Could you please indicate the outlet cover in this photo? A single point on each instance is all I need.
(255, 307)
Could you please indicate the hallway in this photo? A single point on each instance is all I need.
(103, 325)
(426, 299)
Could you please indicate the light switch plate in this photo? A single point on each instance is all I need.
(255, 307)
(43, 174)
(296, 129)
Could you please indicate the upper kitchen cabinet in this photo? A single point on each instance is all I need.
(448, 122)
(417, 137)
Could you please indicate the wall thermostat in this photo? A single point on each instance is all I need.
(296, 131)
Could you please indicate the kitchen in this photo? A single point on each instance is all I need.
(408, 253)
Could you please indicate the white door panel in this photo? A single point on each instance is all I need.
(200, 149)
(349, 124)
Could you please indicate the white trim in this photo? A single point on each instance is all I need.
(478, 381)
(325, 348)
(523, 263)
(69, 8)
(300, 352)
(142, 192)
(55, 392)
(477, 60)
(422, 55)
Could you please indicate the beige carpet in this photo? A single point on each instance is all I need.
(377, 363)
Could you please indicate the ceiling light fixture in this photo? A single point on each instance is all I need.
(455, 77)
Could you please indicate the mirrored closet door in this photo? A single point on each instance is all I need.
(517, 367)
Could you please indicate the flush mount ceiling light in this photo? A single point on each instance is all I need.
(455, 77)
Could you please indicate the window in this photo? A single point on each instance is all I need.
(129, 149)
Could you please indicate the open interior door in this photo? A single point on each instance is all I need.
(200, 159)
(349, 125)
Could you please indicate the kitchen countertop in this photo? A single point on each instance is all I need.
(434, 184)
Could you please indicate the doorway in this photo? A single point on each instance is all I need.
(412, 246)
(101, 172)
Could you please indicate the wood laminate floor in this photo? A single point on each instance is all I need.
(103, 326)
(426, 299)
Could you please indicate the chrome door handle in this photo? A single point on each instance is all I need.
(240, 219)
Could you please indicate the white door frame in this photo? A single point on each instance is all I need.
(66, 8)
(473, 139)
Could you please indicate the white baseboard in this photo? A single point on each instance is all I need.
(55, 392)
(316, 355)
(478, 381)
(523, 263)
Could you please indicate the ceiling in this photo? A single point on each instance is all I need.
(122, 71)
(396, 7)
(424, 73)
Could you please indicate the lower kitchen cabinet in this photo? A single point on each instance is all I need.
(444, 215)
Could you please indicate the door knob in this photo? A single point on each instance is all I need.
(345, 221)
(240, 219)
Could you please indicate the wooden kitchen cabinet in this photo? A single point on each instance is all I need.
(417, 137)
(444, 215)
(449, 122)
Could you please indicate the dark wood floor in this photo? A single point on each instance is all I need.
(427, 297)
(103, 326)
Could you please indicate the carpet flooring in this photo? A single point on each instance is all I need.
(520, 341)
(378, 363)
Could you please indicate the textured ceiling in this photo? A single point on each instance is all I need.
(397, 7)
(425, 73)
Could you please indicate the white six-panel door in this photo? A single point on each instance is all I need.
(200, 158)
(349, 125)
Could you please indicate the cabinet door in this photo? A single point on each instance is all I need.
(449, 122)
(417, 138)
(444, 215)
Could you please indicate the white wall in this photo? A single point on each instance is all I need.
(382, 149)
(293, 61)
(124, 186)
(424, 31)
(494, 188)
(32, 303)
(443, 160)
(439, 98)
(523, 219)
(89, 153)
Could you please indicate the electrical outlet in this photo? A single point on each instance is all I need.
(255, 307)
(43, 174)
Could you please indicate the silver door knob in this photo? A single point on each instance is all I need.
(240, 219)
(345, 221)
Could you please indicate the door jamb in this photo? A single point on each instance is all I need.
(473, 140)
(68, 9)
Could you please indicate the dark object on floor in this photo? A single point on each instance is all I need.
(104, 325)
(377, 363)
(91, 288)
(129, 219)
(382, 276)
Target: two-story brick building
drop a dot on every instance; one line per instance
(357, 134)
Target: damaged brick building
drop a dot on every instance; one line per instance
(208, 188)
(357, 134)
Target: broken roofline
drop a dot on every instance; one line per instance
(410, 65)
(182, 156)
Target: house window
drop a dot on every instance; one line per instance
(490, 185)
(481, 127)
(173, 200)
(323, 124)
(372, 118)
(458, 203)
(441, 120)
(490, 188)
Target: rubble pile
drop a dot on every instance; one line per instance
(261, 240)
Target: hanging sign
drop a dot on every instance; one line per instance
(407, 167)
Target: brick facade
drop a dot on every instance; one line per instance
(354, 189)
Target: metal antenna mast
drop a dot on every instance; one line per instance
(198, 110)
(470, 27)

* _Work task_:
Type out the entire listing again, matching every line exactly.

* _Answer_:
Could you please indicate the outlet cover in this photo? A single point on each instance is all I need.
(255, 307)
Could you please indicate the hallway in this photo? A single point on each instance is all I need.
(103, 325)
(426, 299)
Could you please indicate the light switch plate in this photo? A single point on each instance is all I need.
(255, 307)
(43, 174)
(296, 129)
Could you please indicate the upper kitchen cabinet in this photo? A single point on each instance is all I need.
(448, 122)
(417, 137)
Could you please indicate the wall thermostat in this photo? A single point on each instance is all I need.
(296, 131)
Could you please indicate the kitchen in this photo? A single point on each instance is all I need.
(408, 253)
Could you please indicate the white door panel in this photo? A single point on each instance is all I need.
(200, 149)
(349, 124)
Could you please indicate the white trim in this photo? A single point on each instance is all I need.
(478, 381)
(325, 348)
(523, 263)
(69, 8)
(300, 352)
(142, 192)
(55, 392)
(477, 60)
(422, 55)
Could you please indicate the beige carpet in this photo? A single point on each instance is all I need.
(377, 363)
Could you please indicate the ceiling light fixture in this photo? A single point on each instance is all I need.
(455, 77)
Could you please indicate the mirrored closet door in this photo? A single point on each instance is all I need.
(517, 367)
Could you please indicate the flush mount ceiling light in this photo? A single point on each instance is all I need.
(455, 77)
Could you please indicate the window in this photo? A single point on each instance is all I need.
(129, 149)
Could you please indicate the open interior door in this photo? A single point on each instance is all I need.
(200, 159)
(349, 125)
Could you please indicate the kitchen countertop in this photo? A single point on each instance is all I need.
(434, 184)
Could you please indicate the doorway in this photo? A single point on each instance is all I need.
(412, 246)
(101, 172)
Could you please indicate the wood laminate floor in this photo? A single point on each instance is all I need.
(103, 326)
(426, 299)
Could you please indicate the chrome door handle in this photo? A single point on each instance is all I need.
(240, 219)
Could you please indicate the white door frame in this photo? A single point on each instance is all I need.
(66, 8)
(473, 139)
Could you please indicate the white baseboard in this photo? A single point on each instance is all I need.
(55, 392)
(316, 355)
(478, 381)
(523, 263)
Could you please indicate the ceiling in this photo? A single point on each instance is all I need.
(122, 71)
(396, 7)
(424, 73)
Could you please indicate the lower kitchen cabinet in this photo? A single point on each instance is all I need.
(444, 215)
Could you please indicate the door knob in this photo? A single point on each instance is all I need.
(345, 221)
(240, 219)
Could you please indicate the wooden kitchen cabinet in this photo? A single point on each instance is all I need.
(417, 137)
(444, 215)
(449, 122)
Could you please indicate the dark wood floor in this photo? A single point on each instance is all I need.
(427, 297)
(103, 326)
Could you please indicate the carpet flooring in this photo? A single point on each instance is all I need.
(520, 341)
(378, 363)
Could you please indicate the textured ceiling in this photo? A single point on each instance is all I need.
(397, 7)
(425, 73)
Could you please indicate the white six-panel door in this photo? A single point on each instance is all I need.
(200, 158)
(349, 125)
Could you please indicate the cabinet door in this photo? A single point on each instance is all I need.
(449, 122)
(417, 138)
(444, 215)
Could you please indicate the white wall in this photo? A single point on each instance is all I need.
(382, 149)
(293, 61)
(124, 186)
(424, 31)
(494, 188)
(32, 303)
(443, 160)
(439, 98)
(523, 219)
(89, 153)
Could you please indicate the electrical outlet in this photo? A single point on each instance is all I need.
(255, 307)
(43, 174)
Could you please indicate the silver door knob in this photo? A single point on each instance is all I need.
(240, 219)
(345, 221)
Could you please indicate the door jamb in this photo? A single point on each instance is all I need.
(473, 140)
(68, 9)
Could you please indicate the dark object on floor in this photo? A single point on each instance is all I need.
(104, 325)
(377, 363)
(91, 288)
(129, 219)
(382, 276)
Target: two-story brick building
drop a dot on every instance; one line per instance
(357, 134)
Target: damaged brick building
drop a dot on every instance; one line per instance
(208, 188)
(357, 134)
Target: broken roofline
drop a dot on every instance; one line per instance
(410, 65)
(182, 156)
Target: house window
drop a dot on every instance; one line per instance
(490, 185)
(481, 127)
(173, 200)
(323, 124)
(372, 118)
(458, 203)
(441, 120)
(490, 188)
Target: rubble pile
drop a dot on every instance; one line per instance
(261, 240)
Target: hanging sign
drop a dot on every instance; one line per instance
(407, 167)
Target: brick facade
drop a dot on every instance; one line per instance
(354, 189)
Target: metal antenna mast
drop a dot on every instance; one line per instance
(198, 110)
(470, 27)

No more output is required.